Dieser »Nationalismus«, der letztlich nichts anderes als Chauvinismus oder Nationalchauvinismus meint, wird aber freilich auch rechts, jedenfalls im Umfeld der Sezession, grundsätzlich abgelehnt.
Wagenknecht könnte das wissen. Womöglich weiß sie das auch. Aber neben der oben erwähnten fehlenden aktivistischen Basis ist dies die zweite große Hürde für ein linkes Sammlungsprojekt in Deutschland: Dort, wo sie inhaltlich ausgreifen könnte, stehen bereits Akteure, nämlich die »Neue Rechte« (NR) rund um IfS, Antaios und Sezession.
Räumt Wagenknecht aber nun ein, daß auch der Chauvinismusvorwurf (ihre Kernvorhaltung gegenüber der NR) fällt – was würde sie, aus Sicht eines linken Kritikers, von der NR noch trennen, nachdem sie sich u. a. positiv auf Gemeinschaft, Identität, Demokratie in Vertrauensräumen, Solidarität und die Wahrung »kultureller Eigenständigkeit« bezog?
Wagenknecht muß also zwangsläufig, um im linken Resonanzraum noch satisfaktionsfähig zu sein, antifaschistische Sprachmuster verwenden. Das dürfte aber bisweilen jene Klientel abschrecken, die sie für ihr Projekt als Wähler zu gewinnen verstehen müßte.
Gemeint sind sogenannte Protest-Durchschnittsbürger, die in Scharen zur AfD überliefen, weil ihnen die Mischung aus sozial- und rechtspopulistischen Fragmenten zusagte. Nur diese, die AfD im Osten stützende Schicht, könnte von Wagenknecht angesprochen werden; denn daß die urban-kosmopolitische Wählerschaft von SPD, Grünen und bisheriger Linkspartei eine Liste Wagenknecht (unter welchem Namen auch immer) goutieren würde, glaubt wohl auch im optimistischen Team Sahra niemand.
Wagenknechts Nationalismus-Äußerung, mit der sie nicht nur Nationalisten, sondern vermutlich Rechte unisono auf Abstand halten möchte, zeigt aber, daß sie nicht nur weit entfernt von Corbyn, Sanders und Mélenchon steht, was die aktivistische Basis, ohne die jedes Vorhaben scheitern muß, anbelangt, sondern auch, was die Vordenker des Linkspopulismus betrifft.

Deine Aufgabe = Wie lautet der folgende Satz aus dem Quellenauszug auf Englisch: „Wagenknecht muß also zwangsläufig, um im linken Resonanzraum noch satisfaktionsfähig zu sein, antifaschistische Sprachmuster verwenden.“?

Dateneinträge =
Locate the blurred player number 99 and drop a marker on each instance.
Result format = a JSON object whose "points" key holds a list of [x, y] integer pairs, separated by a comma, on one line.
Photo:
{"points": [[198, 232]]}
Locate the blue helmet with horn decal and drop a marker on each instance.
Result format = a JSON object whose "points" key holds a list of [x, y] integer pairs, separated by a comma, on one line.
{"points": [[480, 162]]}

...

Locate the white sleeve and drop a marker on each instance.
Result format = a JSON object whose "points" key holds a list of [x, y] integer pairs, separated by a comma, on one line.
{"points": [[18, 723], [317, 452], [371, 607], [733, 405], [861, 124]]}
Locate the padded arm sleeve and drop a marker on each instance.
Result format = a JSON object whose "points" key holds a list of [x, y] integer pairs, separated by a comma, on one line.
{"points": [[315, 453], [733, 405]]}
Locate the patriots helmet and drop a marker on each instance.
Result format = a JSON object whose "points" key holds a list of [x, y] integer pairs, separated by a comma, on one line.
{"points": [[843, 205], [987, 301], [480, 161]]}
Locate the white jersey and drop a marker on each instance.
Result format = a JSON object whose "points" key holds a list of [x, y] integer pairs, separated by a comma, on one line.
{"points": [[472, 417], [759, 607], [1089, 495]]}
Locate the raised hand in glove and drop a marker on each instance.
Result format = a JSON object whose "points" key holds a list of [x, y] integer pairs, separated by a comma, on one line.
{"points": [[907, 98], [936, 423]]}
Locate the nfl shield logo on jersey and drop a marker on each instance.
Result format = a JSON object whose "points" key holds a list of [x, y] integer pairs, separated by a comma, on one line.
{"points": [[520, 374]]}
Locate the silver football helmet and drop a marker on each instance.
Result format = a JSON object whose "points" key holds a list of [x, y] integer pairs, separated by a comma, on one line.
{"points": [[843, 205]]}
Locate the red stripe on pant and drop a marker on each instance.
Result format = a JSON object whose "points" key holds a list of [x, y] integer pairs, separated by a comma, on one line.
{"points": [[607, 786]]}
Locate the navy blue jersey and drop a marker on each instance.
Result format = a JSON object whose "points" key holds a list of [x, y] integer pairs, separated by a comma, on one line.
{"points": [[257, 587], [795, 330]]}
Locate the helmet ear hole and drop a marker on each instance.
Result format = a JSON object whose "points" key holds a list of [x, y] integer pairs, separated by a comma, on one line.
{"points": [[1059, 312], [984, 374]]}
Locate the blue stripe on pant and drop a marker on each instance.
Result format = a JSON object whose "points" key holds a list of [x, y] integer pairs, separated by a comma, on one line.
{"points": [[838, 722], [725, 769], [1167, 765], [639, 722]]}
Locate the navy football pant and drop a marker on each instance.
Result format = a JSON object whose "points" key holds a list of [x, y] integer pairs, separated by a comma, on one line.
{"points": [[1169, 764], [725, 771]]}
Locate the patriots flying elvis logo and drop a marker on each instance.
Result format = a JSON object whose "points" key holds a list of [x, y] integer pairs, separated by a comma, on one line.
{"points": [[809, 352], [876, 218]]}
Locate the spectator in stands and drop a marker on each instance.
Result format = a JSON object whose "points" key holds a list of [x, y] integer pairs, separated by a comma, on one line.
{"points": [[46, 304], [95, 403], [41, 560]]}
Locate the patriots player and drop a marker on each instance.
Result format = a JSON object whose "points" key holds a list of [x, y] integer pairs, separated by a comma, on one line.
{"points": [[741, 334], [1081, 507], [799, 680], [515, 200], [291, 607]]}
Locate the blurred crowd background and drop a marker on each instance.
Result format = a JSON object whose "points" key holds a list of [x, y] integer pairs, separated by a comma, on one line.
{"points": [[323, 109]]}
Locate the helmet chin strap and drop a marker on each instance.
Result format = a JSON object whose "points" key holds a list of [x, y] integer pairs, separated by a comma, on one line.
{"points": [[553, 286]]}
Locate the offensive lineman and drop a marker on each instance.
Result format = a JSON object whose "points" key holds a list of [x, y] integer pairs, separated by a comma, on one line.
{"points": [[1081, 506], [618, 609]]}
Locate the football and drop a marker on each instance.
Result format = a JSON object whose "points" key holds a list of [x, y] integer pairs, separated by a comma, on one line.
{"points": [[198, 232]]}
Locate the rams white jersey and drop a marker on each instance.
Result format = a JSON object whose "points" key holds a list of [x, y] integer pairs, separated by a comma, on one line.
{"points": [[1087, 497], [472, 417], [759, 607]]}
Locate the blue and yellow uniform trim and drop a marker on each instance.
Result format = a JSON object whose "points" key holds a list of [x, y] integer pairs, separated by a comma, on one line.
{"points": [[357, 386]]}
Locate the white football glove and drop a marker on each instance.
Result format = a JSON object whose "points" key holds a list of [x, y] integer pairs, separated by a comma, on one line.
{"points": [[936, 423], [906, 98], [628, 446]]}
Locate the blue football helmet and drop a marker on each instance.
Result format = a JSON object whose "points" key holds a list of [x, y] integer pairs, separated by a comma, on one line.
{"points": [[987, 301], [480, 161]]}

--

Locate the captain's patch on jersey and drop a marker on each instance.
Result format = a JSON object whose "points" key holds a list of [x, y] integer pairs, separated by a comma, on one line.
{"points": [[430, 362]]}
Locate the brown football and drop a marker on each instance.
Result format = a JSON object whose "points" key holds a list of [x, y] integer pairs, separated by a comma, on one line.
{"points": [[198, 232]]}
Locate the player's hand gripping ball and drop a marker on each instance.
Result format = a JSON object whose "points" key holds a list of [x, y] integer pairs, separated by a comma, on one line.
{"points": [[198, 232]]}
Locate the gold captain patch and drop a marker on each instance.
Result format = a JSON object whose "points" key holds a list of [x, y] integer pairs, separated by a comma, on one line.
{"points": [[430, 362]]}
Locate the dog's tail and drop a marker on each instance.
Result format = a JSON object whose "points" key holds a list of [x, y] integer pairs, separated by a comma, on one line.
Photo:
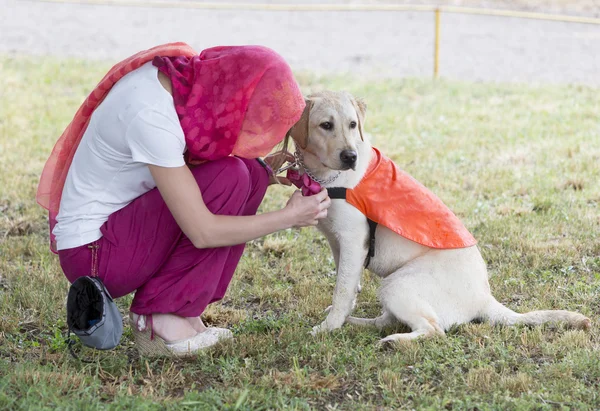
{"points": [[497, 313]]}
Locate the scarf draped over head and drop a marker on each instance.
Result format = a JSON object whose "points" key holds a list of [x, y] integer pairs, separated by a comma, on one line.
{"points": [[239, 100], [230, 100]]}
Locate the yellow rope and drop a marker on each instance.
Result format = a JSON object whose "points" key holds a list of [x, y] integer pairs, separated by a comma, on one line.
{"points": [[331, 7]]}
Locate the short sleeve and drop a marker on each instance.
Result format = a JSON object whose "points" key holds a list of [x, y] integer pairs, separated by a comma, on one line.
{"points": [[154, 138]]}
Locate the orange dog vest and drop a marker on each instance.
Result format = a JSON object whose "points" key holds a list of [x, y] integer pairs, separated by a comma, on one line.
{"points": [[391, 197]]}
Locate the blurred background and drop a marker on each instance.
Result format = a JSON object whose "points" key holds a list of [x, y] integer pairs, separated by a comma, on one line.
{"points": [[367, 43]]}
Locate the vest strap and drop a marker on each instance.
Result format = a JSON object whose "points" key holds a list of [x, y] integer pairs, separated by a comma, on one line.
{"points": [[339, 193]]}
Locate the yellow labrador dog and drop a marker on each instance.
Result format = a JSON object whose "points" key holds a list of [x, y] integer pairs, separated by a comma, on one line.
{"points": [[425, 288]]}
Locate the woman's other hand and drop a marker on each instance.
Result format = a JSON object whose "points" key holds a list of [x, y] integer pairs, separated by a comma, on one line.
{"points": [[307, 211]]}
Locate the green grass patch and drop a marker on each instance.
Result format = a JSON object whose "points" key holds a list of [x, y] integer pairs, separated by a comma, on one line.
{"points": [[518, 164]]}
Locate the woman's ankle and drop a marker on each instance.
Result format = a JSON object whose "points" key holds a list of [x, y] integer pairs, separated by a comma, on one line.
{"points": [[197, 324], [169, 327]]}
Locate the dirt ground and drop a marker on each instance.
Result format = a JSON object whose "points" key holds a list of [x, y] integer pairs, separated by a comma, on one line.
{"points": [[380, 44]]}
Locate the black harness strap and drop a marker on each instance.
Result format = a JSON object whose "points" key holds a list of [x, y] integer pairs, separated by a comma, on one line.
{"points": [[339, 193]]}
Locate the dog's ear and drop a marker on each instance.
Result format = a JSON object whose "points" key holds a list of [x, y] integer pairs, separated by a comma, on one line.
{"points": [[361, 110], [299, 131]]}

Ausgearbeitete Lösung = Wagenknecht must therefore, of necessity, use antifascist patterns of speech in order to still be considered worth engaging with in the left-wing sphere of resonance.